Aufgabe A » Bei welchem Rentenanteil am Staatshaushalt wird ein politisches System im Vorderen Orient laut dem folgenden Auszug zur Rentierstaatstheorie typischerweise als Rentierstaat bezeichnet?

═════ Zu lesender Auszug ═════

Die Frage ob ein Staat als Rentierstaat bezeichnet werden kann, ist von dem prozentualen Anteil der Renten an seinen Staatseinnahmen abhängig. Typisch bei einem politischen System im Vorderen Orient ist, das es bei einem Rentenanteil von 40 % am Staatshaushalt als Rentierstaat bezeichnet wird. Aber auch Staaten deren Renteneinnahmen weniger als 40 % des Staatshaushalts ausmachen, fallen unter diese Kategorie. Kennzeichnend bei diesen 'Semi-Rentiers' ist, das auch Teile der Gesellschaft einen wesentlichen Teil der Renteneinnahmen abschöpfen können (Richter 2004: 14). So kann sich die auf der Abbildung 2 gezeigte Migrantenrente dem direkten Zugriff des Staates größtenteils entziehen und geht als direkte Einnahme an die Privathaushalte.

Wie kann nun der politökonomische Ansatz der Rentierstaatstheorie den neopatrimonialen Herrschaftsmodus erklären und fördern? Oliver Schlumberger dazu:

"It is precisely the rent-influenced nature of state revenues which provides patrimonial leaders and, in a sort of trickling-down effect, the respective patrons on lower levels, with the material resources necessary to build up and maintain circles of loyal clients" (Schlumberger 2004: 38).

═════ Bereitgestelltes Material ═════

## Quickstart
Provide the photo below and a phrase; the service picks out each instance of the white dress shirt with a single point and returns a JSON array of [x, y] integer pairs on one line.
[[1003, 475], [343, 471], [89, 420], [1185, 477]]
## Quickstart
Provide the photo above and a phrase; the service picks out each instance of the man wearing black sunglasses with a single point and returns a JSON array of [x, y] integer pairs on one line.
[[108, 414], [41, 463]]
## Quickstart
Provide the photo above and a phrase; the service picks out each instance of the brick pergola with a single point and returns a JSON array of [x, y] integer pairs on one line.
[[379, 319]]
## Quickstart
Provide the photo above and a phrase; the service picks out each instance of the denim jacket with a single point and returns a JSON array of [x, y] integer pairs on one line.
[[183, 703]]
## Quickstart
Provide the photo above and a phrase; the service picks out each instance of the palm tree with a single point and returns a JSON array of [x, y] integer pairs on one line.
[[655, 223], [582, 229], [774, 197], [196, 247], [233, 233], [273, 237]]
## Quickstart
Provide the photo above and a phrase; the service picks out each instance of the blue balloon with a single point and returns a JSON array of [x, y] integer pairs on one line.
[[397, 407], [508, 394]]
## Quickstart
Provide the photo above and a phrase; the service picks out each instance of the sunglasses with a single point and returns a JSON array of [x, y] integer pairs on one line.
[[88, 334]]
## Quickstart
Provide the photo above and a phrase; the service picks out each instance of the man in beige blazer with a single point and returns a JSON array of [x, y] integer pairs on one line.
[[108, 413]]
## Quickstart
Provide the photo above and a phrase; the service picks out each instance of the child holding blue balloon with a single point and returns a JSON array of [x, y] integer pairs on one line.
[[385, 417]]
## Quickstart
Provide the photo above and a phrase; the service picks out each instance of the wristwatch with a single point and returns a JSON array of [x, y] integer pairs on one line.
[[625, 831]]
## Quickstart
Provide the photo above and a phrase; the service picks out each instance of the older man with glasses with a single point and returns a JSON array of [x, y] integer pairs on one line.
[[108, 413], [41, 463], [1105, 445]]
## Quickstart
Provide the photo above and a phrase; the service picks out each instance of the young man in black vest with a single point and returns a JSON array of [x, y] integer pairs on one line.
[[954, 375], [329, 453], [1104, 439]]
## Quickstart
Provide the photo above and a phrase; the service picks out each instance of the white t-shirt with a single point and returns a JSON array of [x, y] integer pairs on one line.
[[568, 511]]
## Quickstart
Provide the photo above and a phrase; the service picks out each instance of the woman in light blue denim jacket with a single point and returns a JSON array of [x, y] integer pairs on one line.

═════

Aufgabe B » Gib die Datensätze vom Anfang bis einschließlich der Zeile mit „[[108, 414], [41, 463]]“ als CSV mit den beiden Spalten „text“ und „antwort“ aus. Dabei kommt jeder Datensatz in eine eigene Zeile, jedes Feld steht in Anführungszeichen, und Zeilenumbrüche werden durch Leerzeichen ersetzt.

Vollständige Antwort A » Bei einem Rentenanteil von 40 % am Staatshaushalt.

Vollständige Antwort B »
text,antwort
"## Quickstart Provide the photo below and a phrase; the service picks out each instance of the white dress shirt with a single point and returns a JSON array of [x, y] integer pairs on one line.","[[1003, 475], [343, 471], [89, 420], [1185, 477]]"
"## Quickstart Provide the photo above and a phrase; the service picks out each instance of the man wearing black sunglasses with a single point and returns a JSON array of [x, y] integer pairs on one line.","[[108, 414], [41, 463]]"